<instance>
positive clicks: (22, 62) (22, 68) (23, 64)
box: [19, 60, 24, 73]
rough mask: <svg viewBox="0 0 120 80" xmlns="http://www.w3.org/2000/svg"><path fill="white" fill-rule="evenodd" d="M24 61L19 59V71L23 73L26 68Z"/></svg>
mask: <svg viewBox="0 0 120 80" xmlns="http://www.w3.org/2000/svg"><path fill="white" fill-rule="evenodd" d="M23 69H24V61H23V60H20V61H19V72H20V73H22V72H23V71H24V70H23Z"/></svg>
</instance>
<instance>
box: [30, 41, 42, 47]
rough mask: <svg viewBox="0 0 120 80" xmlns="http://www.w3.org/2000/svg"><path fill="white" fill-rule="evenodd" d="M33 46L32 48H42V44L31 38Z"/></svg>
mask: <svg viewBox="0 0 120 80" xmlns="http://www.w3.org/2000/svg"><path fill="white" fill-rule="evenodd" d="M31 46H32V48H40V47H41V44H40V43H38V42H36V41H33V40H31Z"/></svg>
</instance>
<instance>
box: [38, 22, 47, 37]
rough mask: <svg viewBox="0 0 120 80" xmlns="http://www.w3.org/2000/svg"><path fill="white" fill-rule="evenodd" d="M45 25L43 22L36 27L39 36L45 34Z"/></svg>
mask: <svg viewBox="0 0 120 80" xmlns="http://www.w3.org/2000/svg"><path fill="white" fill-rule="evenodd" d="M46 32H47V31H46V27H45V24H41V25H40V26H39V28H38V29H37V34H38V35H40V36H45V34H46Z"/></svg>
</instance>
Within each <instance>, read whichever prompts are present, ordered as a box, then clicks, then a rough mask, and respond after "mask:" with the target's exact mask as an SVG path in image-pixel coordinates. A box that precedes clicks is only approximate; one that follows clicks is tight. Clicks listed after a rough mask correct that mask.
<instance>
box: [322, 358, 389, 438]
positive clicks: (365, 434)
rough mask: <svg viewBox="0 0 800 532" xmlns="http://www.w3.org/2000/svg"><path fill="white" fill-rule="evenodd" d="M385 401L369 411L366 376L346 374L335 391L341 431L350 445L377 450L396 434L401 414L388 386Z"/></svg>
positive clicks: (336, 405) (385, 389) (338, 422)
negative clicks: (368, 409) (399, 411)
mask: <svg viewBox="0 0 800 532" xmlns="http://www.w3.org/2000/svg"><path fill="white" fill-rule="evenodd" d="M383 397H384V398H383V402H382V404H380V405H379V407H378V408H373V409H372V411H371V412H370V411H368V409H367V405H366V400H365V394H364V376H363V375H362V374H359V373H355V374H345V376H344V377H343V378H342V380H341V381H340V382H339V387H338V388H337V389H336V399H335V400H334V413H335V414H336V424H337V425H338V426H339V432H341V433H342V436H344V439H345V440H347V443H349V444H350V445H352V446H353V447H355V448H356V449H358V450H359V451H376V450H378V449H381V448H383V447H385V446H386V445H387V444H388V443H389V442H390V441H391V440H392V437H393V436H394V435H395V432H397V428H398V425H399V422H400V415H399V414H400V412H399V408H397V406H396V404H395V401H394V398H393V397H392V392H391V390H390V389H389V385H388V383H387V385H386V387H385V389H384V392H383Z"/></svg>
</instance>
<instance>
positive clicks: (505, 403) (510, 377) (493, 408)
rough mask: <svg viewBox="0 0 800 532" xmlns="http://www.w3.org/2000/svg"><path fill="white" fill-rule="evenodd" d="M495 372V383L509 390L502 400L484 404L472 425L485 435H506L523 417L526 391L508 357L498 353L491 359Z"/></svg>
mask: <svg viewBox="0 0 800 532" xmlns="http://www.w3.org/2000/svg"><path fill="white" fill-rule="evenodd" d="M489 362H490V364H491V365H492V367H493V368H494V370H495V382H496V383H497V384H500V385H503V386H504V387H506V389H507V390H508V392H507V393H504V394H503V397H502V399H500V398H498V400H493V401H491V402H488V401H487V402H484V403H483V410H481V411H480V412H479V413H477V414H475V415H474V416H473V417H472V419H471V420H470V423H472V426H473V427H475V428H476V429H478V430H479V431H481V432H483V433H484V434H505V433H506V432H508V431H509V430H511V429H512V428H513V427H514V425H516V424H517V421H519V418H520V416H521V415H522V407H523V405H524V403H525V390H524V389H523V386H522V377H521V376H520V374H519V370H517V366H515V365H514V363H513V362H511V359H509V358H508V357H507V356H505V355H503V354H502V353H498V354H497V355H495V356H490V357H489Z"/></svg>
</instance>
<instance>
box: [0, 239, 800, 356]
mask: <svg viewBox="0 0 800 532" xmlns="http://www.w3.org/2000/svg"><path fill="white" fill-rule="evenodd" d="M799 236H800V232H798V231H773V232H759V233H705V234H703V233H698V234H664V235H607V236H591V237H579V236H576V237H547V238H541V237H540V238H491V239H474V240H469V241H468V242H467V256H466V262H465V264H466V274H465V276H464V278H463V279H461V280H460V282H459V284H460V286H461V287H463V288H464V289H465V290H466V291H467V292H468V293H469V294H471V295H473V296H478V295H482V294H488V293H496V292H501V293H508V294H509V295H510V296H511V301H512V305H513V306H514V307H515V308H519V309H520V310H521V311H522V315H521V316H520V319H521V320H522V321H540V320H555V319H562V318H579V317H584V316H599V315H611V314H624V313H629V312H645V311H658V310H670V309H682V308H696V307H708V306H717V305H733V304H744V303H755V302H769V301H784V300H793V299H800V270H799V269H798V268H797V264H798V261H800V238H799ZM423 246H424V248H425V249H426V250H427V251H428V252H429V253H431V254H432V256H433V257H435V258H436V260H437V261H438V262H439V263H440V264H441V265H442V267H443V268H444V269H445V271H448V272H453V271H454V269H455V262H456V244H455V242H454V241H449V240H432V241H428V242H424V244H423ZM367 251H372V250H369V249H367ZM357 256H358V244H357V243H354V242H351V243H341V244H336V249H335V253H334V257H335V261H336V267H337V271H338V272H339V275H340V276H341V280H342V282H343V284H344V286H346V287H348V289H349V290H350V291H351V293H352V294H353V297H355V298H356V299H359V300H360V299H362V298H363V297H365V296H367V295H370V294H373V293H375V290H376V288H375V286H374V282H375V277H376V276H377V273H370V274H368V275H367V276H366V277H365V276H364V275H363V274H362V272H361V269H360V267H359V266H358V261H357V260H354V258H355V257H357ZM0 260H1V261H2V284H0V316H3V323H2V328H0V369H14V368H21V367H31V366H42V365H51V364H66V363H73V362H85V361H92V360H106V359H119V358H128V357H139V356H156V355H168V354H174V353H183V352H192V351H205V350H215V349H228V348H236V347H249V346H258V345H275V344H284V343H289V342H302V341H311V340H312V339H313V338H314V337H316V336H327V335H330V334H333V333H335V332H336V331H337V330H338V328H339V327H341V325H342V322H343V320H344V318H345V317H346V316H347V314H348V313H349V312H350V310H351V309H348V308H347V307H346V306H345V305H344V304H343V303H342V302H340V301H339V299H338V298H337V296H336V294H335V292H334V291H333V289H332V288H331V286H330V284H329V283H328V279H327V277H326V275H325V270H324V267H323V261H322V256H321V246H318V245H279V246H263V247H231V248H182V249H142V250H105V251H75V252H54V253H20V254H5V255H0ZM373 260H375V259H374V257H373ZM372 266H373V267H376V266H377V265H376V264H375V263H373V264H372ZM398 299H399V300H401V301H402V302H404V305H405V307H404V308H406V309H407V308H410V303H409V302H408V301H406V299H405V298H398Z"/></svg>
================
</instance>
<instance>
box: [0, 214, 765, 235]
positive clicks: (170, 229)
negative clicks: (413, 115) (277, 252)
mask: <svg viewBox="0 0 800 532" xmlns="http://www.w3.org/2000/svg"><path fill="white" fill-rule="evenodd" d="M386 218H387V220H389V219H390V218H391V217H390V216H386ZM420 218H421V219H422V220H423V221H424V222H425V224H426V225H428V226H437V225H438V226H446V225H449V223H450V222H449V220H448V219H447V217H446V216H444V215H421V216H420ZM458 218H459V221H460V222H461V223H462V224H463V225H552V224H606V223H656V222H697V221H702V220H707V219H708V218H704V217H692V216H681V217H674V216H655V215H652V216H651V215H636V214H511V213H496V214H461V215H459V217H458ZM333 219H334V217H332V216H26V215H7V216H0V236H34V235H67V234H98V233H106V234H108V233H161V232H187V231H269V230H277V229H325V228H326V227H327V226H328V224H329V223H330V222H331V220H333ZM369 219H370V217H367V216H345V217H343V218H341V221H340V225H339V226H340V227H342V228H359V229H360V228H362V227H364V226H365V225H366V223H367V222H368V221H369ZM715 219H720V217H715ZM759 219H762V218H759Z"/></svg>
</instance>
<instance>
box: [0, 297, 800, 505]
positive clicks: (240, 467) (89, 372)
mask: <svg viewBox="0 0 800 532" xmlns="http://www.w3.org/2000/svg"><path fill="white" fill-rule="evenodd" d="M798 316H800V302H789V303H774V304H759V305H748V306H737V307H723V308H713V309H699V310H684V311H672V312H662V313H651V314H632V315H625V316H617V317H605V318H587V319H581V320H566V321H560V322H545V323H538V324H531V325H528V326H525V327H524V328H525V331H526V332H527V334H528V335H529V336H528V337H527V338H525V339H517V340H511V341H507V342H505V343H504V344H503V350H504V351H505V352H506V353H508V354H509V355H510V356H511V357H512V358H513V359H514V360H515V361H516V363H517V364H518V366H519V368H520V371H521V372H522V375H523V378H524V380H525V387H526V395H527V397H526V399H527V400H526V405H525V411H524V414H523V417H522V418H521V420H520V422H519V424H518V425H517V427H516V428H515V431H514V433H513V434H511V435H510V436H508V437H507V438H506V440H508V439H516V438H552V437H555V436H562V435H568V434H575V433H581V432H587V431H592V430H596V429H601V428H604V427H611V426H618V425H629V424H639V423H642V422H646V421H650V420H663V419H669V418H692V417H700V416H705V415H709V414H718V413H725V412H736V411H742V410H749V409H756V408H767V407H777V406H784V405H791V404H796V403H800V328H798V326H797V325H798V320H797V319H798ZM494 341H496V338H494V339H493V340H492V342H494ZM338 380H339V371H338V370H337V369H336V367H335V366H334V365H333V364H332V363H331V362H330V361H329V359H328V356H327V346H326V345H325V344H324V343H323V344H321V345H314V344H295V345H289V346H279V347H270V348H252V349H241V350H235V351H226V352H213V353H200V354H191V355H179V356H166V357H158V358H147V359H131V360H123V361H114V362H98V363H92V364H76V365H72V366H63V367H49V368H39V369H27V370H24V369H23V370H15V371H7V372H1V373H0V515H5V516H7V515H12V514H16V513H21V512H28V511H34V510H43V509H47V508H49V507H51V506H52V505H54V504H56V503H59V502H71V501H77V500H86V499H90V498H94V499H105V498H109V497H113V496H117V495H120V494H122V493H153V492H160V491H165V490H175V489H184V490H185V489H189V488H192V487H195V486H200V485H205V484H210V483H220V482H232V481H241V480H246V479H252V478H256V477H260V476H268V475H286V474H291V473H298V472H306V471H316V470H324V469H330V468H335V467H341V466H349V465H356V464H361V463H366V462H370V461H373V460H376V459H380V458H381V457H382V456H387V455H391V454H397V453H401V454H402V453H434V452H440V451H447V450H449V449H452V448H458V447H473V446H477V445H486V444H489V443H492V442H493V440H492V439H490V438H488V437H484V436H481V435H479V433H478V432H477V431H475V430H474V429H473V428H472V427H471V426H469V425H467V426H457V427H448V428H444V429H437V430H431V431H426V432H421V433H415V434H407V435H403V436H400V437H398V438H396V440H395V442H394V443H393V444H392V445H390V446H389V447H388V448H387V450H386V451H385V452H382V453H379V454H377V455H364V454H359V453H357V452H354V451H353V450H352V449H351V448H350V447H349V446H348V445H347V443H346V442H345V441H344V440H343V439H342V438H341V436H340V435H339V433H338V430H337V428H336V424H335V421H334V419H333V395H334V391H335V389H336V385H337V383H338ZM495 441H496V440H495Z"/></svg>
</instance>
================
## Exercise details:
Of the entries above, repeat exactly the lines from the line with "box: [322, 358, 389, 438]" through the line with "positive clicks: (505, 403)", both of them included.

## Output for this task:
box: [322, 358, 389, 438]
positive clicks: (365, 434)
rough mask: <svg viewBox="0 0 800 532" xmlns="http://www.w3.org/2000/svg"><path fill="white" fill-rule="evenodd" d="M385 401L369 411L366 376L346 374L335 391L341 431L350 445L377 450L396 434L401 414L388 386Z"/></svg>
positive clicks: (336, 405) (385, 389) (338, 422)
negative clicks: (368, 409) (399, 411)
mask: <svg viewBox="0 0 800 532" xmlns="http://www.w3.org/2000/svg"><path fill="white" fill-rule="evenodd" d="M383 397H384V398H383V402H382V404H380V405H379V407H378V408H373V409H372V411H371V412H370V411H368V409H367V405H366V400H365V394H364V376H363V375H362V374H359V373H355V374H345V376H344V377H343V378H342V380H341V381H340V382H339V387H338V388H337V389H336V399H335V400H334V413H335V414H336V424H337V425H338V426H339V432H341V433H342V436H344V439H345V440H347V443H349V444H350V445H352V446H353V447H355V448H356V449H358V450H359V451H376V450H378V449H381V448H383V447H385V446H386V445H387V444H388V443H389V442H390V441H391V440H392V437H393V436H394V435H395V432H397V428H398V425H399V422H400V415H399V414H400V412H399V408H397V406H396V404H395V401H394V398H393V397H392V392H391V390H390V389H389V385H388V383H387V385H386V387H385V389H384V392H383Z"/></svg>
</instance>
<instance>
positive clicks: (505, 403) (510, 377) (493, 408)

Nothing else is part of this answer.